REQUIREMENT:
Please copy the listing below from the line holding "Mark the region of each instance of the **lawn" through the line holding "[[52,183],[1,183],[0,214],[24,214],[58,200],[71,189]]", inclusive. Keep every line, and shift each coordinate in the answers by adding 113 to it.

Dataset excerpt
──────────

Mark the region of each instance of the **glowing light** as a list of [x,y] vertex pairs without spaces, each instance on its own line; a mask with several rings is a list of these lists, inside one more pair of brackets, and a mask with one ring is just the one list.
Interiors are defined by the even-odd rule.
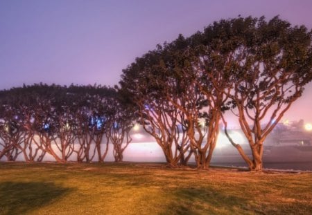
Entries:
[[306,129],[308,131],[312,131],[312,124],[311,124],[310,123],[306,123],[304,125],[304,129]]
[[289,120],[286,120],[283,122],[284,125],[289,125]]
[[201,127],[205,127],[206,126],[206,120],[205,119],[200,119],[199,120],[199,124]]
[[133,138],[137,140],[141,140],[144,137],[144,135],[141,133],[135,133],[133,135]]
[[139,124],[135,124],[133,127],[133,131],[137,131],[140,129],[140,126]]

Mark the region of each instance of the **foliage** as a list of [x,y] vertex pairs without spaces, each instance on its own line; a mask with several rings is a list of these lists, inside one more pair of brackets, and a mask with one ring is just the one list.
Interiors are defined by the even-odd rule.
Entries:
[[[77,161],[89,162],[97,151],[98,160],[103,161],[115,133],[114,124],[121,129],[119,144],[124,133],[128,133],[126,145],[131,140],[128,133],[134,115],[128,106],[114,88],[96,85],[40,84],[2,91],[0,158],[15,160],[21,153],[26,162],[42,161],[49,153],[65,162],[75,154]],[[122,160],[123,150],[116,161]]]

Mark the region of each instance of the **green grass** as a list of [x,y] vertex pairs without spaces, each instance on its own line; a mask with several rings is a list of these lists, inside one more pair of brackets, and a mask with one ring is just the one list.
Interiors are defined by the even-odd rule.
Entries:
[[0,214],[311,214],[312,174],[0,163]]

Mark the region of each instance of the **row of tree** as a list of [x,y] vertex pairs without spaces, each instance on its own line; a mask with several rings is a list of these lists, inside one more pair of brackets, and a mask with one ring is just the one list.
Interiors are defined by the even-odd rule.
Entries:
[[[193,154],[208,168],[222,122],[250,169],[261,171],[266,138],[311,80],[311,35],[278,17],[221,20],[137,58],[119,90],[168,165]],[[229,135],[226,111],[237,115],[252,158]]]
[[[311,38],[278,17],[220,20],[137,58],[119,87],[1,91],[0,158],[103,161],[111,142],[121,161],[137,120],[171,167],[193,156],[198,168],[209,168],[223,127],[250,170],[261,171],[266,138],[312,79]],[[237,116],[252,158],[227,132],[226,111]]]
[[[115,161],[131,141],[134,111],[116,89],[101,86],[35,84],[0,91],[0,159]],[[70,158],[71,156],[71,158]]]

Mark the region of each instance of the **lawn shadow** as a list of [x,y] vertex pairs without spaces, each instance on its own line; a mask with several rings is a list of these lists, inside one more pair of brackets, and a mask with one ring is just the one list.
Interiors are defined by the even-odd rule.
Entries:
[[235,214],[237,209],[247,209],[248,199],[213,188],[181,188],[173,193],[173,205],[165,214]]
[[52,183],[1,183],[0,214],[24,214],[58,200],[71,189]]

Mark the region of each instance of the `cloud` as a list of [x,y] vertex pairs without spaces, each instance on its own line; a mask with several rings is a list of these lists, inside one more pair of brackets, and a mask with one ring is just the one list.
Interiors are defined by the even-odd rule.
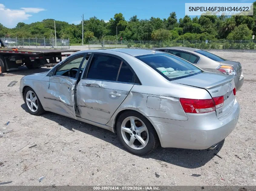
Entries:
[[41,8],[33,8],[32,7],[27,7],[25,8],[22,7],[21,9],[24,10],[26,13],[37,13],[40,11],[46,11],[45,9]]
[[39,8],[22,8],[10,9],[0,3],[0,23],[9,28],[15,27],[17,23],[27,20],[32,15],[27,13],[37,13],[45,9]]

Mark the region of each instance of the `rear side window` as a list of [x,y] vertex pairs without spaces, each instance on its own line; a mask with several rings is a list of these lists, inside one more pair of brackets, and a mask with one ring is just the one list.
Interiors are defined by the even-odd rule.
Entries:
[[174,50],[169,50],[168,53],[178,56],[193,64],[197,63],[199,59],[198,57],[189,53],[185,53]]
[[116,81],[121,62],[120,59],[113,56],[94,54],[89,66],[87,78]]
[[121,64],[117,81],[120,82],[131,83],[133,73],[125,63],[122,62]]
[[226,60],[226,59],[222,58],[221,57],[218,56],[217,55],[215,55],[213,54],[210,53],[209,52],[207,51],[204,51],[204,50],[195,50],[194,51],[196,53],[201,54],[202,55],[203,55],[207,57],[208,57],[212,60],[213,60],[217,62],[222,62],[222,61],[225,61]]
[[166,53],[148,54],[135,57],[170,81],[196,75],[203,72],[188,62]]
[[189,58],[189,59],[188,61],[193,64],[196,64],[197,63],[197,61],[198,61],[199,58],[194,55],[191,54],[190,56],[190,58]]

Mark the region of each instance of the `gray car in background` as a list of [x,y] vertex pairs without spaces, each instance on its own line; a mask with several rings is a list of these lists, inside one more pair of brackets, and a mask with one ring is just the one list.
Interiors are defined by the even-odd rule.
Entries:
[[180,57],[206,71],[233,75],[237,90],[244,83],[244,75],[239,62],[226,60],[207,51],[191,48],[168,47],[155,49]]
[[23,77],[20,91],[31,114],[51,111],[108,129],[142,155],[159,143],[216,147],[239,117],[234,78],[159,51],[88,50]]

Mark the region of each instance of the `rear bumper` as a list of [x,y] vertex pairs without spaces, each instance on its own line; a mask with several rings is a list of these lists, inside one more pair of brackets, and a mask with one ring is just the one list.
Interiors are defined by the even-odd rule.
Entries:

──────────

WRITTEN RESPONSE:
Mark the region of each instance of the **lawn shadow** as a list of [x,y] vertex pairs without spaces, each instance on its own line; a mask with several rings is a list of these lists, inside one more pair of brackets, and a mask with one ring is just the one list.
Interiors are defined by the even-odd rule.
Entries:
[[348,327],[350,322],[360,322],[361,312],[326,301],[294,301],[286,306],[286,318],[278,327]]
[[165,296],[114,296],[113,327],[137,327],[171,313],[184,302]]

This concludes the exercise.